* [Exercise directions]
Please rewrite the material between the line holding "stripe on jersey" and the line holding "Target: black shorts", inclusive, replacing "spectator" with "onlooker" and leaving everything else unchanged.
-- start of Input rows --
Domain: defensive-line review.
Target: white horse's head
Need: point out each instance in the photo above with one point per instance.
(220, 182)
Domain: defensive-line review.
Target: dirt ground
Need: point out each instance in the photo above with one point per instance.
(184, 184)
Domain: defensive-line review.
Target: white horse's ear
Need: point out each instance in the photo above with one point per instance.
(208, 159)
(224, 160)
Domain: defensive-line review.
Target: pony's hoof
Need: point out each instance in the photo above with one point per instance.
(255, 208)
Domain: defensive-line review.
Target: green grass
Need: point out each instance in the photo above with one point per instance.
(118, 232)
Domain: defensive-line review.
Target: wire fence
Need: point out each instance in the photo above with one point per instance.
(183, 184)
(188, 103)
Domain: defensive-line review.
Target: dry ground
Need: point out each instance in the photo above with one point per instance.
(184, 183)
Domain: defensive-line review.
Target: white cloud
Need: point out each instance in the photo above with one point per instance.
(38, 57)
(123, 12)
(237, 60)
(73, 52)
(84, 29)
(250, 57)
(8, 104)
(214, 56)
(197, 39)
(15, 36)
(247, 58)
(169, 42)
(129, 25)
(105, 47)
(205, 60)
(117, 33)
-- end of Input rows --
-- start of Input rows --
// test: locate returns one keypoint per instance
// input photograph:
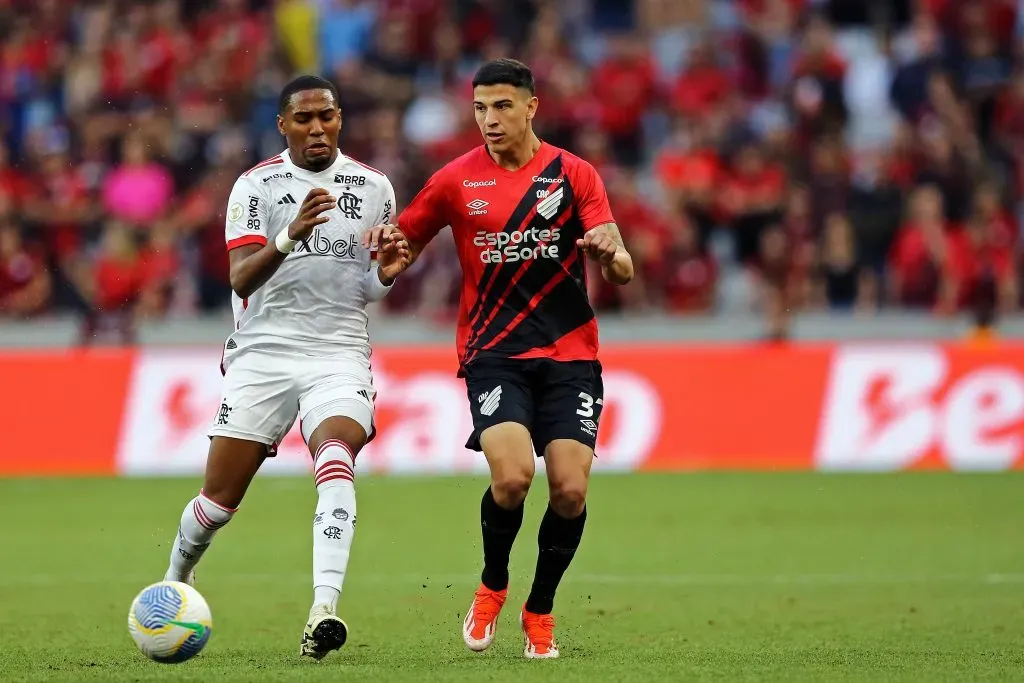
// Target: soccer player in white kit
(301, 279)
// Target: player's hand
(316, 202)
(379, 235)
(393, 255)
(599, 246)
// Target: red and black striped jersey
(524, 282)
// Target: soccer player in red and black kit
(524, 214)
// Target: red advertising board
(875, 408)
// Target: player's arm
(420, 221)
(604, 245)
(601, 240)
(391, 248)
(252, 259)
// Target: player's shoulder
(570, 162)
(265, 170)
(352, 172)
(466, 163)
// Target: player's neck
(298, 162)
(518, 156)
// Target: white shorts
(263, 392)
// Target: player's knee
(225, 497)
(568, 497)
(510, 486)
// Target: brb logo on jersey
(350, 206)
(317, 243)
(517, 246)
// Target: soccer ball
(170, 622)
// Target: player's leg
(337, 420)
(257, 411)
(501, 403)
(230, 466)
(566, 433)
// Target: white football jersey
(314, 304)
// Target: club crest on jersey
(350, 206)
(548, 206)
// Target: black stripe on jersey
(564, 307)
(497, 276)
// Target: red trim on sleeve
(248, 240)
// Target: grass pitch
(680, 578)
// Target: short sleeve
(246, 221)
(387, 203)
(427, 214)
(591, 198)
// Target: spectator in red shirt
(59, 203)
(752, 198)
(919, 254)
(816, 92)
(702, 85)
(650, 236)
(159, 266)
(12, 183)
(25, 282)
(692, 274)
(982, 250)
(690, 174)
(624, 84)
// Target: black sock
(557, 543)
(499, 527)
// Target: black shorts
-- end of Input rows --
-- start of Input rows --
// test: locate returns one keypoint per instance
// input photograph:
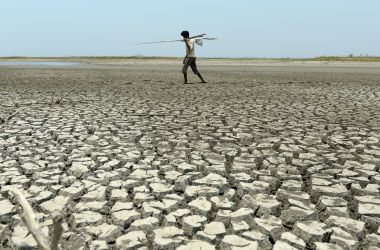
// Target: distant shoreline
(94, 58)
-- end of Input rows --
* [Expected answer]
// Target: black stripe on jersey
(564, 307)
(497, 276)
// Target: red trim on sleeve
(248, 240)
// Target: grass pitch
(680, 578)
// Target: short sleeve
(246, 221)
(387, 203)
(427, 214)
(591, 198)
// Target: onlooker in red shirt
(59, 203)
(752, 198)
(919, 254)
(816, 92)
(702, 85)
(650, 236)
(159, 266)
(12, 183)
(25, 282)
(692, 274)
(982, 250)
(690, 174)
(624, 84)
// Target: black sock
(557, 543)
(499, 527)
// Target: black shorts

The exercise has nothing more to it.